Biometrics forms an important part of solution in combating crimes and frauds involving identity. They include synthetic identity, identity theft and account take-over. In this talk, I will discuss how biometrics and computer vision, including document validation technologies can be used together to establish high identity assurance, binding assurance, and authentication assurance. These aspects of assurance are defined by various documents, including but not limited to ISO/IEC 29115, NIST 800-63 (US), TDIF (Australia), eIDAS (EU), and GPG-45 (UK). In practice, I will argue why privacy-preserving biometrics must be used to support the above applications instead of using raw biometric templates or images. Two such techniques will be used as case studies, namely, cancellable biometrics and (key-binding) biometric cryptosystem.
Norman Poh currently provides technical leadership to accelerate Truststamp's growth in the area of privacy-preserving biometrics, improving its products and services which focus on identity management addressing KYC/AML issues. Previously, he held two data science roles in two distinctive sectors, namely, financial forecasting within an oil and gas industry and modelling, predicting and understanding disease progression from healthcare and health administrative data.
Currently, he is appointed by University of Malta as an Affiliate Associate Professor. Prior to the aforementioned data science roles, he held several academic roles at University of Surrey, from Senior Lecturer (Associate Professor); to principal investigator of a project funded by the Medical Research Council under the New Investigator Research Grant, leading the research on modelling chronic kidney disease.
He has written more 100 peer-reviewed publications, including five best paper awards (AVBPA’05, ICB’09, HSI 2010, ICPR 2010 and Pattern Recognition Journal 2006), and was awarded two personal fellowships sponsored by the Swiss National Science Foundation. He was named the Researcher of the Year by the university of Surrey in 2011. He received his Ph.D. degree in information fusion (machine learning) in 2006 from the Swiss Federal Institute of Technology Lausanne (EPFL), Switzerland.
He is a co-director of the Biometric Winter School. Previously, he served as an external adviser to the European reference network for critical infrastructure protection (ERNCIP); an academic reviewer to several universities; and an associate editor of the IET Biometrics Journal and the Biometric compendium. He has also reviewed for major IEEE/IAPR-organised conferences and journals in computer vision, biometrics, and security.

__What to do__.
a. Return, word for word, the portion of the biometrics talk description that runs from "He has written" up to and including "Lausanne (EPFL), Switzerland.".
b. According to the biometrics talk description, from which institution did Norman Poh receive his Ph.D. degree?

__Entries shown__.
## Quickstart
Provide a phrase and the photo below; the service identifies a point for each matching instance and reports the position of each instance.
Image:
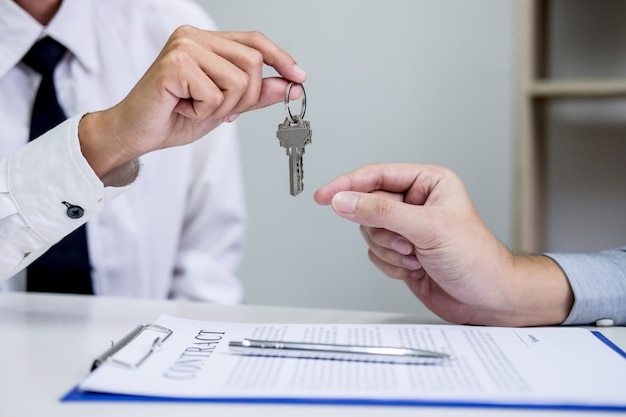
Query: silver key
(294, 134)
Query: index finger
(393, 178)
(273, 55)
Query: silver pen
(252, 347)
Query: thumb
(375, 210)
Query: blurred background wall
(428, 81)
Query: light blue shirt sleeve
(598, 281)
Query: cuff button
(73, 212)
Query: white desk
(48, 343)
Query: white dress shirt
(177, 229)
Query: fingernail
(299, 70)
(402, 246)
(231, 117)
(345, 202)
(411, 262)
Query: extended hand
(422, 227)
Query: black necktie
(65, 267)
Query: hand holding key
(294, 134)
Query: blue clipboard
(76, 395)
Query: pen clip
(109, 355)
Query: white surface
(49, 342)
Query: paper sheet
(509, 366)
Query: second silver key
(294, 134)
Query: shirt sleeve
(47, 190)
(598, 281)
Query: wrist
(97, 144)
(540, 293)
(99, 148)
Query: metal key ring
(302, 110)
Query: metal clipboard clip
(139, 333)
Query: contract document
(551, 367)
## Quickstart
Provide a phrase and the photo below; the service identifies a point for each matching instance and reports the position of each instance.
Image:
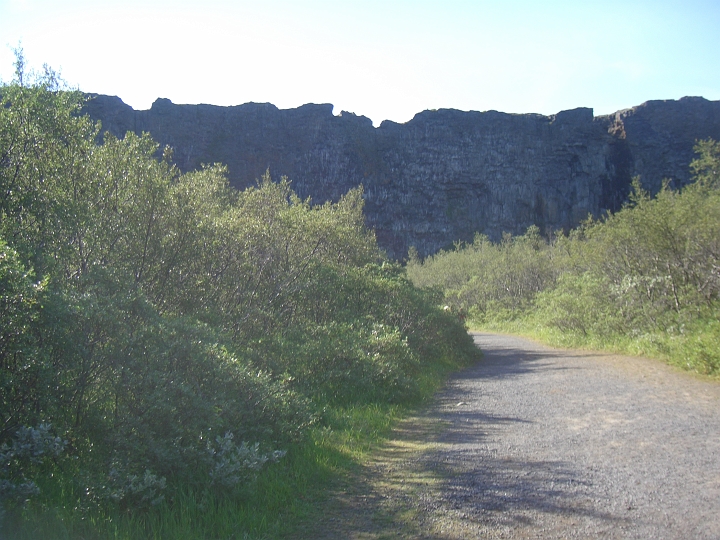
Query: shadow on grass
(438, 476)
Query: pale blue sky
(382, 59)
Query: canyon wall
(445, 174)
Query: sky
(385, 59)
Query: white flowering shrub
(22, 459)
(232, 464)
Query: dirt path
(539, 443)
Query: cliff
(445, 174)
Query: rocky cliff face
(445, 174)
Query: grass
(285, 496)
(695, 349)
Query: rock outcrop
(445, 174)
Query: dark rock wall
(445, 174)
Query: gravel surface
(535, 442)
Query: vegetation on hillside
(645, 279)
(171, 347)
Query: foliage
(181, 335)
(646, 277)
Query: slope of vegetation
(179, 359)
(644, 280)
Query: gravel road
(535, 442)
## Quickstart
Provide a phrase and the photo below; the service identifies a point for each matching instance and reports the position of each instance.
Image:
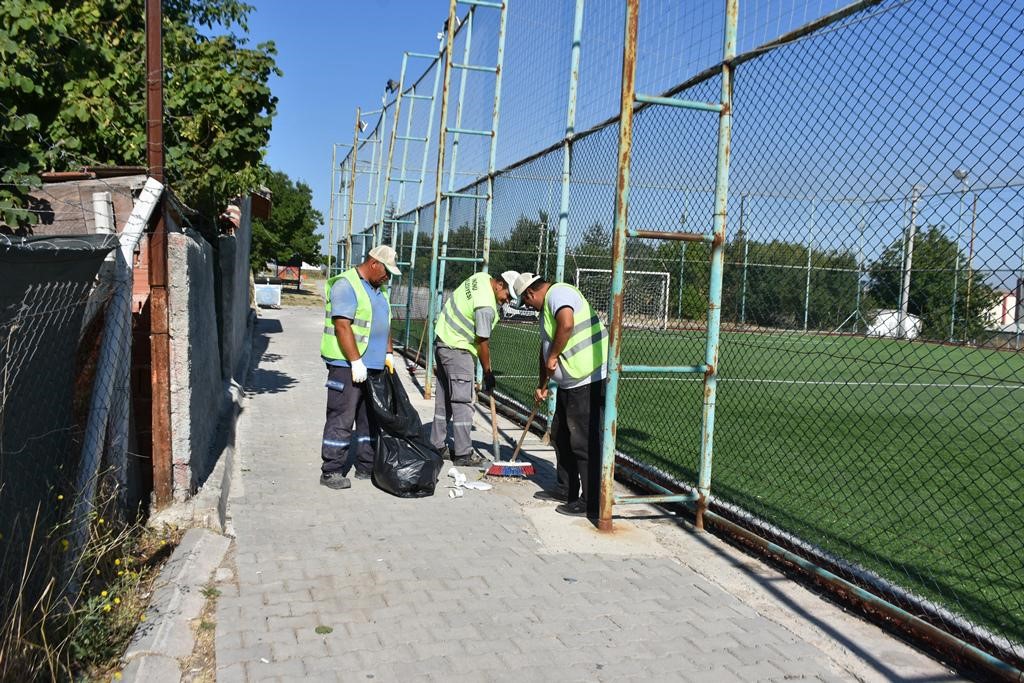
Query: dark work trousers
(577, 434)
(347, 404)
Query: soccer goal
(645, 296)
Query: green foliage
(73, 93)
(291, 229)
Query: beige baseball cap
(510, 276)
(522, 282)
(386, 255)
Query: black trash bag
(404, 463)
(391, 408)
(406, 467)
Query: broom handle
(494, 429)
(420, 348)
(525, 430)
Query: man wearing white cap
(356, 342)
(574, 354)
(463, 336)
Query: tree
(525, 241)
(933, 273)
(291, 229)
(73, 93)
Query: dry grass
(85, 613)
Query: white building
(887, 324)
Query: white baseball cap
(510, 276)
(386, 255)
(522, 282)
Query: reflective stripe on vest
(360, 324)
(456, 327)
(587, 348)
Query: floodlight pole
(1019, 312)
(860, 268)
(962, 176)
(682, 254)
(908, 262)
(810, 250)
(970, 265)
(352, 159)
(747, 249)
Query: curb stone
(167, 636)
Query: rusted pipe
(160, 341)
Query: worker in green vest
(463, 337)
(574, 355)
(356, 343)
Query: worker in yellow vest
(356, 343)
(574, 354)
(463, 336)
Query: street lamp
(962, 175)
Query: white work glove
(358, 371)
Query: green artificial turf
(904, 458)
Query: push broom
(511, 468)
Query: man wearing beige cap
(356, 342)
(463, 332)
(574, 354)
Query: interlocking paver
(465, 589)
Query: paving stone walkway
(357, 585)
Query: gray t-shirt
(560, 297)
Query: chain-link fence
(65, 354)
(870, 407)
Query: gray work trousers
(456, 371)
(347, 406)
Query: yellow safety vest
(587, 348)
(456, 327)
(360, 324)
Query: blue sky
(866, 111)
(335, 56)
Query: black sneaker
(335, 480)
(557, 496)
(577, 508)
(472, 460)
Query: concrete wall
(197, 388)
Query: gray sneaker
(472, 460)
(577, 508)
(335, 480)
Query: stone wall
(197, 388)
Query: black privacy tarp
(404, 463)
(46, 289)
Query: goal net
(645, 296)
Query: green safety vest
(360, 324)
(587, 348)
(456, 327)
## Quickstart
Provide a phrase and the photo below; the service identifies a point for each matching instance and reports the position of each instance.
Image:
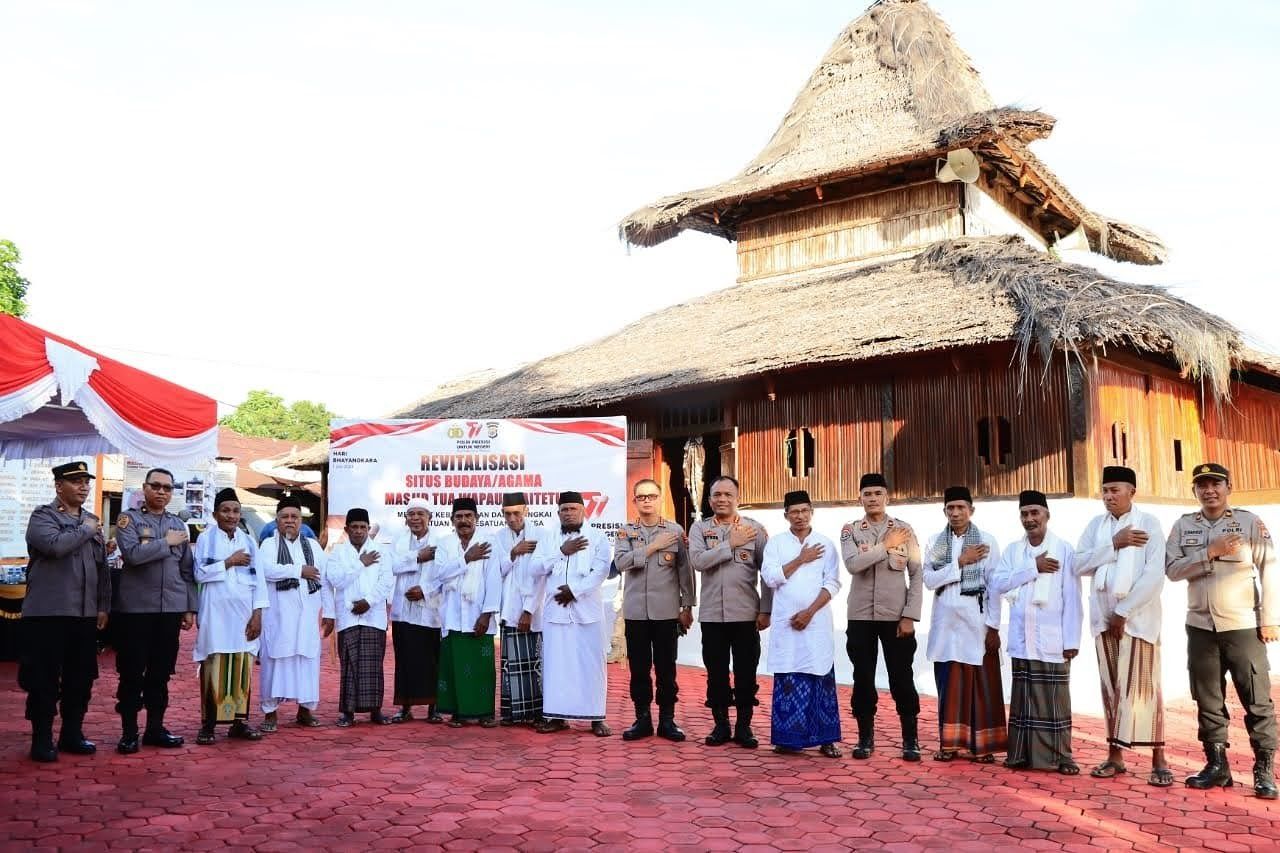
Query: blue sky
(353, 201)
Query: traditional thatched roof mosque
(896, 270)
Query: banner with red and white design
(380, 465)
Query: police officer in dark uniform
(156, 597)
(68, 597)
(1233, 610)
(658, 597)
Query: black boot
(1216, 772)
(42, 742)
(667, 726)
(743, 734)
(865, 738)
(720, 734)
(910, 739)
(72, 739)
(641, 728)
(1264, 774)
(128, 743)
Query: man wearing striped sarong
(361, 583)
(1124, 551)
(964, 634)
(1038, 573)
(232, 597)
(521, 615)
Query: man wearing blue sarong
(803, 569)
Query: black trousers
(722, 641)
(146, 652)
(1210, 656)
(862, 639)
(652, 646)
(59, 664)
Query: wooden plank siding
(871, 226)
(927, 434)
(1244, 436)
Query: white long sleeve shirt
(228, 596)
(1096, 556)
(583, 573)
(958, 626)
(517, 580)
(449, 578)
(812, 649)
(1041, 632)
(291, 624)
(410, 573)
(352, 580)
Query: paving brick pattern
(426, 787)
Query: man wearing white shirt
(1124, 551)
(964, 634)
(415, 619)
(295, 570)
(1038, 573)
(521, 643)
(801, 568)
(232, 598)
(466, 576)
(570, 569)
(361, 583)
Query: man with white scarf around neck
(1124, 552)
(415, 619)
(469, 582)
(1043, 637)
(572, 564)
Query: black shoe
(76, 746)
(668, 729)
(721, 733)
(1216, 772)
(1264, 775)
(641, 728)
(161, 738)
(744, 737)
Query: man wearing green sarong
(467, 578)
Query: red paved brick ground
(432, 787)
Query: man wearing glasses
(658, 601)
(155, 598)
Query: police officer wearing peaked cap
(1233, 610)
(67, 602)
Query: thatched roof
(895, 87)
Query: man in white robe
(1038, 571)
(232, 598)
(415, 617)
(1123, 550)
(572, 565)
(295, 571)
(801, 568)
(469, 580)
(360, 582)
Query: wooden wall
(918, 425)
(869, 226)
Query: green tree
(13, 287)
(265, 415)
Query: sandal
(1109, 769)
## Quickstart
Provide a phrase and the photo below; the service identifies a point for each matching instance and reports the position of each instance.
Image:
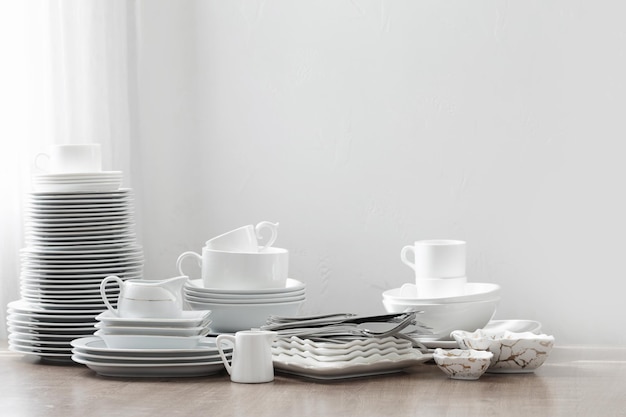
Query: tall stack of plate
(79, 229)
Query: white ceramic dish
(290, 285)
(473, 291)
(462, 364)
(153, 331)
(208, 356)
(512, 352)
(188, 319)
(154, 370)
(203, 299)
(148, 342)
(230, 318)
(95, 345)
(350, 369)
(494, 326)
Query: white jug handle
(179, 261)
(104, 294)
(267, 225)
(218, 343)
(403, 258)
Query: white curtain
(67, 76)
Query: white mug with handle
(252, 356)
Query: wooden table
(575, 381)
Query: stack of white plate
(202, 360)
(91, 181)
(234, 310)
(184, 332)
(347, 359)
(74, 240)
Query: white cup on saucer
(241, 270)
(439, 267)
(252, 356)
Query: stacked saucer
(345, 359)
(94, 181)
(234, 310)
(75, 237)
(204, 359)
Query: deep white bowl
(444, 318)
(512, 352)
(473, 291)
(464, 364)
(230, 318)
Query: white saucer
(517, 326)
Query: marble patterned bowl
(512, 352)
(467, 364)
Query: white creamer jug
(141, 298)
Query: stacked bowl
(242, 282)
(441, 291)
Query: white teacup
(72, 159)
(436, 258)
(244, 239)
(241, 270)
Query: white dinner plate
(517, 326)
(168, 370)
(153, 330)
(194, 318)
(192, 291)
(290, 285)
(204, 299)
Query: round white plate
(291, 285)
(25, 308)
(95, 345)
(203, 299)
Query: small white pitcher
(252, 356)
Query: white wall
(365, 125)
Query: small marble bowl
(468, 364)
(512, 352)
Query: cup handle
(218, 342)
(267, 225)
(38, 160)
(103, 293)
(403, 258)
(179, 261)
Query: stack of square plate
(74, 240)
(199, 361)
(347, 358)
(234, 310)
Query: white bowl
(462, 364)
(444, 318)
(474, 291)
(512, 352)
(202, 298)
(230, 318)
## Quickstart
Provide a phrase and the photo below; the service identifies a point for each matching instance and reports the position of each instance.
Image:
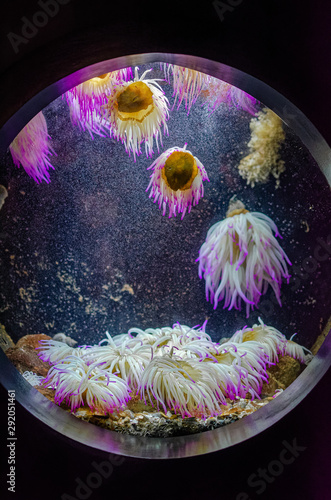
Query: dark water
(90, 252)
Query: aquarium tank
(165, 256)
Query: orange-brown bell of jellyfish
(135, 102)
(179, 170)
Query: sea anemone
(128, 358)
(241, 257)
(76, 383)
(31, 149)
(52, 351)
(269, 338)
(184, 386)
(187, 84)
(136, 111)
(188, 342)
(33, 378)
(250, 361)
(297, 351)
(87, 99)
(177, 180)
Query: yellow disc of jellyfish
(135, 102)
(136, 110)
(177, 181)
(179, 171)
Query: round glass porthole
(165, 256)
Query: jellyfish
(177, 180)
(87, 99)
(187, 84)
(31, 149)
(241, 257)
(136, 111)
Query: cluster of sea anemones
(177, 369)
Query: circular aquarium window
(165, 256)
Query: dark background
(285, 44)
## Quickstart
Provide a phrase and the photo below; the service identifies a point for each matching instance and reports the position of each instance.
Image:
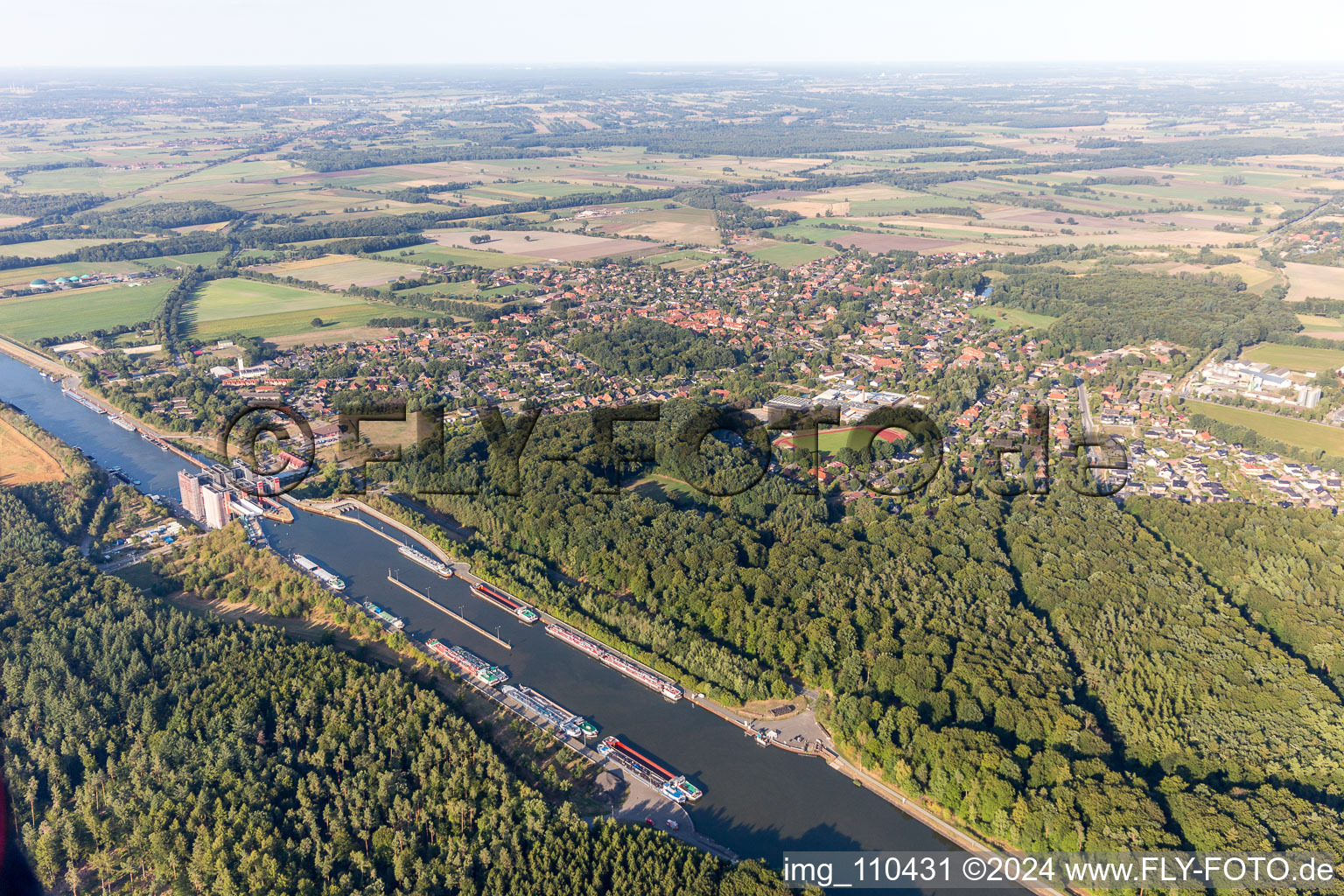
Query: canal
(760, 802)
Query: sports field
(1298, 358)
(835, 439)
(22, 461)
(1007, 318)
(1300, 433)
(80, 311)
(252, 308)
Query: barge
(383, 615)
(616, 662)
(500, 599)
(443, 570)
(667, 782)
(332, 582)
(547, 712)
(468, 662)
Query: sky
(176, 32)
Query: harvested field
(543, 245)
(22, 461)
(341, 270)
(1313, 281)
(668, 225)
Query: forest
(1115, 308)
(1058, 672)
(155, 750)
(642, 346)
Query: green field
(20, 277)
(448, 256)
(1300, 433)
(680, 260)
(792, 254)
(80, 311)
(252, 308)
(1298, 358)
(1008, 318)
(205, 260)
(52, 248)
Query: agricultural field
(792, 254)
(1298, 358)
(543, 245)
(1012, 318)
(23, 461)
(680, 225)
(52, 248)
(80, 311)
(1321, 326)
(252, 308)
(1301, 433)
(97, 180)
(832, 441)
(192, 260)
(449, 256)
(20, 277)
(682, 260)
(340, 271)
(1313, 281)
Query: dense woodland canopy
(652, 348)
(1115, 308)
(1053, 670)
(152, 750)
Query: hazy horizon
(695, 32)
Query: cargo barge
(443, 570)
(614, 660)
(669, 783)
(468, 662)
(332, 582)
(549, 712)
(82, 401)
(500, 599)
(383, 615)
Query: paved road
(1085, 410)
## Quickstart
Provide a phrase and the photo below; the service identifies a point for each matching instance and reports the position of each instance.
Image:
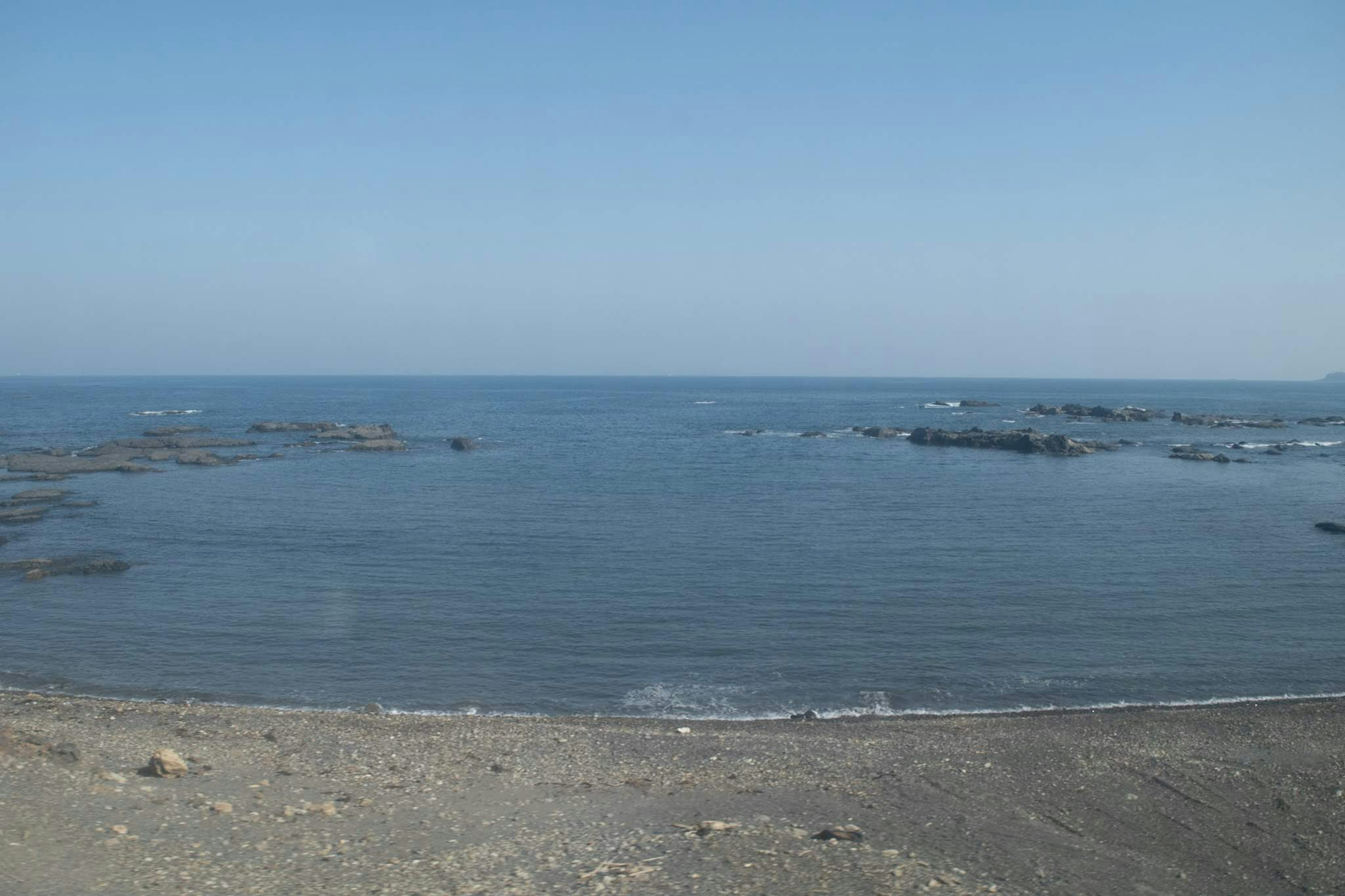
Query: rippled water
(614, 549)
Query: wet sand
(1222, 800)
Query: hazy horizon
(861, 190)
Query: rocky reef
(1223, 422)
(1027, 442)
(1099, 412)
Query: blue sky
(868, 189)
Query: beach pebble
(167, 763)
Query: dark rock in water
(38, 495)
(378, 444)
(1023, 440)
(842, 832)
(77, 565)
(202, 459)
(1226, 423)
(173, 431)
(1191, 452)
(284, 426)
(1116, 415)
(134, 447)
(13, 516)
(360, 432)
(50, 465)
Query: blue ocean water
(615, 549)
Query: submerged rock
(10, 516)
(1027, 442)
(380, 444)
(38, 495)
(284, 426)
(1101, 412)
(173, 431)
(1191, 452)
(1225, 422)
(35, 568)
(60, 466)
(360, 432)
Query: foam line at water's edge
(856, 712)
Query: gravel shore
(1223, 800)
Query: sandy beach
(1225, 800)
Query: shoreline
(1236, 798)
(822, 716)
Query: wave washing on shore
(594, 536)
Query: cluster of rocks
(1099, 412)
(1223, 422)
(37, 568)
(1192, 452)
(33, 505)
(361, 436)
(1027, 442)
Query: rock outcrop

__Task-by-task results__.
a.
He has written more 100 peer-reviewed publications, including five best paper awards (AVBPA’05, ICB’09, HSI 2010, ICPR 2010 and Pattern Recognition Journal 2006), and was awarded two personal fellowships sponsored by the Swiss National Science Foundation. He was named the Researcher of the Year by the university of Surrey in 2011. He received his Ph.D. degree in information fusion (machine learning) in 2006 from the Swiss Federal Institute of Technology Lausanne (EPFL), Switzerland.

b. The Swiss Federal Institute of Technology Lausanne (EPFL), Switzerland.